_Supplied text_:

■ ■ ■ ■ ■

High School in Virginia, US

Princess Anne High School (PAHS) is one of 11 high schools in the Virginia Beach City Public School System. The school features, as its academy, the International Baccalaureate Programme. Opened in 1954, it is the oldest remaining high school in Virginia Beach, Virginia, United States. The school is named after the now extinct Princess Anne County, Virginia (itself named after the British Royal, Queen Anne, titled at the time and prior to ascension, Princess of Denmark) which was annexed with the founding of Virginia Beach. Princess Anne High School was slated to be demolished following the construction of a replacement building. Demolition and construction of a new building were slated to take place in 2024, but those plans have since been moved to the 2031-32 school year.

==History==
===Origins===
The school was built during a period of rapid expansion of the then Princess Anne County. The cost of construction and equipment was $3,500,000, which included approximately $1,000,000 of federal funds. The school was first occupied in September 1954. Several schools had previously been built and remain in use today, however, they were converted to smaller middle or elementary schools in order to address ballooning class sizes. In 1963, Princess Anne County was incorporated into the newly formed City of Virginia Beach and thus PAHS became the oldest remaining high school in the system.

Princess Anne celebrated its 70th anniversary during the 2023-2024 school year.

Their mascot, the Cavalier, is named after the Virginia Cavaliers, English nobility who received large land grants in eastern Virginia from King James I of England.

■ ■ ■ ■ ■

_Record list_:
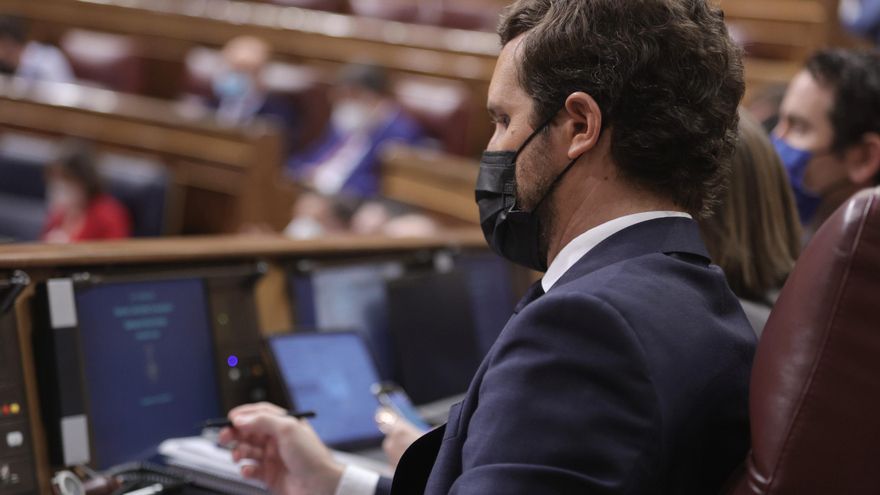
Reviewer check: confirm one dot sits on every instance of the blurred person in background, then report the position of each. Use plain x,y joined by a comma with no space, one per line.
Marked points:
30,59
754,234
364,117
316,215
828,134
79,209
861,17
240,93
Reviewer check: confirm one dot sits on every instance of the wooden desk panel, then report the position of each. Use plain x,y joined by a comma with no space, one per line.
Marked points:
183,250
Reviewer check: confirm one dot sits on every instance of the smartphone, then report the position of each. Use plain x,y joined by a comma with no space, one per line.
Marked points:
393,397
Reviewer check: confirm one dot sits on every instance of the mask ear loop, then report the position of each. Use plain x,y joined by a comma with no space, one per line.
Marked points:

■ ■ ■ ■ ■

_Challenges_:
[a] From the Princess Anne High School text, copy the passage starting with "High School in Virginia, US" and going on through "2031-32 school year.".
[b] According to the Princess Anne High School text, when was the school first occupied?
[c] Pick up the Princess Anne High School text after its last sentence and keep writing.

_Per-task answers_:
[a]
High School in Virginia, US

Princess Anne High School (PAHS) is one of 11 high schools in the Virginia Beach City Public School System. The school features, as its academy, the International Baccalaureate Programme. Opened in 1954, it is the oldest remaining high school in Virginia Beach, Virginia, United States. The school is named after the now extinct Princess Anne County, Virginia (itself named after the British Royal, Queen Anne, titled at the time and prior to ascension, Princess of Denmark) which was annexed with the founding of Virginia Beach. Princess Anne High School was slated to be demolished following the construction of a replacement building. Demolition and construction of a new building were slated to take place in 2024, but those plans have since been moved to the 2031-32 school year.

[b] September 1954

[c]
===September 1, 1995 fire===
Four days before the opening of school in September 1995, a fire destroyed approximately one-third of the building. The blaze began in the library, destroying numerous valuable records, among them the entire collection of PA yearbooks before 1995 and numerous printed and digital course materials collected by teachers throughout their careers. The exact cause of the fire has never been announced.

Throughout both the 1995-1996 school year and the 1996-1997 fall semester, classes were held in a nearby vacant shopping mall known as "Celebration Station", which has since been demolished. Shuttle buses transported students between the temporary location and the remaining, intact portion of the school/portable classrooms on the main campus.

Following the fire, a large portion of the school was entirely rebuilt. As a result, the PA library now maintains one of the most extensive and up-to-date media collections of any Virginia Beach high school. A new wing was also added for art classes and studios. The school reopened in January 1997, with the official re-dedication ceremony held on May 4, 1997.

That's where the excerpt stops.